:: What you will do ::
Please filter the listing below and copy out every line that contains the word "stone".

:: Records shown ::
----

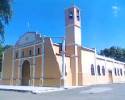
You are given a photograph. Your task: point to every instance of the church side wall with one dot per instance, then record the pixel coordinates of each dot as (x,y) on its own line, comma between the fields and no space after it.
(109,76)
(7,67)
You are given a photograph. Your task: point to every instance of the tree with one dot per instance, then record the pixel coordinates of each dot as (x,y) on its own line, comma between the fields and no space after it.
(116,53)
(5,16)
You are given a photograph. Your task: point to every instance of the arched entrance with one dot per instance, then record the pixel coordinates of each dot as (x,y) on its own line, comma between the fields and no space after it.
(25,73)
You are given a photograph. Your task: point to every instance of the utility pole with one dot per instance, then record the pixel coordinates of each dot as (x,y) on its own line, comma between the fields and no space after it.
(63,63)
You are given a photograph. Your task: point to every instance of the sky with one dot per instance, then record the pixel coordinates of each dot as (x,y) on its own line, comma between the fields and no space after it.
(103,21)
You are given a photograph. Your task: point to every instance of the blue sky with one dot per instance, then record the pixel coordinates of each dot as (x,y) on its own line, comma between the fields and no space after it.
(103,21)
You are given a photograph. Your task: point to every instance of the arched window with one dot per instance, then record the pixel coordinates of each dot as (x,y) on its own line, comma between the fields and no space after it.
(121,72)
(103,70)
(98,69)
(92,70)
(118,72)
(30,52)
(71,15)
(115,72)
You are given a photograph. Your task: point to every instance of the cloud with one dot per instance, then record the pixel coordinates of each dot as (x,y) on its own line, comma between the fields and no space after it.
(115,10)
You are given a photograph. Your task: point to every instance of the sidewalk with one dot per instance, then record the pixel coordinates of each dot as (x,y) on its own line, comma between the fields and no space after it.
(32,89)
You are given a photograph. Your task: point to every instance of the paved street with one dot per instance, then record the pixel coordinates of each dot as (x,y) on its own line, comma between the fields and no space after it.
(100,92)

----

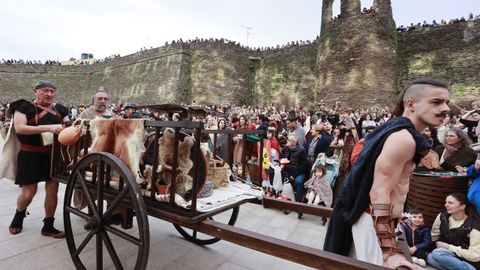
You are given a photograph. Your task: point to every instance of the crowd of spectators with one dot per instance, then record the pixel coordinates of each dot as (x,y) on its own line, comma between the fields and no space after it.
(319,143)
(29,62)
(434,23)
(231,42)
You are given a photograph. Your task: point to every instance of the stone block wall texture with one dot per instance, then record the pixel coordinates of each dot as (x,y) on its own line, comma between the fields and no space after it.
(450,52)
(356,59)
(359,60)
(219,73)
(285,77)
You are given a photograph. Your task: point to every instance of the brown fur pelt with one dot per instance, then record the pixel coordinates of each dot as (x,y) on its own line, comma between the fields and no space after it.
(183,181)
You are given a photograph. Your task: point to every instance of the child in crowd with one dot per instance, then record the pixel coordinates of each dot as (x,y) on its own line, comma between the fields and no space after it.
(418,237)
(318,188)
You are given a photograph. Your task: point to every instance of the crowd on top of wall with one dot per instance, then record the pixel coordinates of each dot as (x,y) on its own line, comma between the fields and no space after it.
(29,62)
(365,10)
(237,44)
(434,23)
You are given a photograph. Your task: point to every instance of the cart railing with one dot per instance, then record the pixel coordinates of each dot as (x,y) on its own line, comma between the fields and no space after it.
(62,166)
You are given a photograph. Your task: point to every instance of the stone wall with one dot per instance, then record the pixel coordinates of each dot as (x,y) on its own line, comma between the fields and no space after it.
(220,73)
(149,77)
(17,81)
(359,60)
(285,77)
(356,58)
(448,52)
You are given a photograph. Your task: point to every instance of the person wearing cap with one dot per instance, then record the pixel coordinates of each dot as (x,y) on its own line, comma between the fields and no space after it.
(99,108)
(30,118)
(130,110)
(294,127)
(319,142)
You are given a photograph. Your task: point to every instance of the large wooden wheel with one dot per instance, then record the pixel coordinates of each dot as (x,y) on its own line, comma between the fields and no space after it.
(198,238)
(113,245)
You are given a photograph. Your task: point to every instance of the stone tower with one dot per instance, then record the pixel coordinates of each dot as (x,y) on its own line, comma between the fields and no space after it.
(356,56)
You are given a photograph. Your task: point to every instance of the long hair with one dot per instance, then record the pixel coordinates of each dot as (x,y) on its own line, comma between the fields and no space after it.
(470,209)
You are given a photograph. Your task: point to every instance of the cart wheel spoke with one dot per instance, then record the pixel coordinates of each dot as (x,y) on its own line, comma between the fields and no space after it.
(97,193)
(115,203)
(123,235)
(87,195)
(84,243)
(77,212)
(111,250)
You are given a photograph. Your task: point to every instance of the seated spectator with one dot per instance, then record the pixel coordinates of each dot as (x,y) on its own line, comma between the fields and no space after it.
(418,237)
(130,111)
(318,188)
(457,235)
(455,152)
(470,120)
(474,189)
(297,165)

----

:: Task solution ::
You are given a photograph. Your task: point to every instance of the stone block wall texture with one dot per instance, then record the pixel coordinates of each dot as (x,y) on its own line, comma between the fields and no space after it.
You are given a photograph. Your task: point to every instance of the stone wall with one dot per instance, then record the pixel coordinates of each dot as (x,y) on its own line, comma between the fields and no space after it.
You are given a photograph. Your task: point to every instance of the stone tower with one dot per instance, then record the pixel coordinates of each dot as (x,y) on its own line, comma between the fields and no space after it.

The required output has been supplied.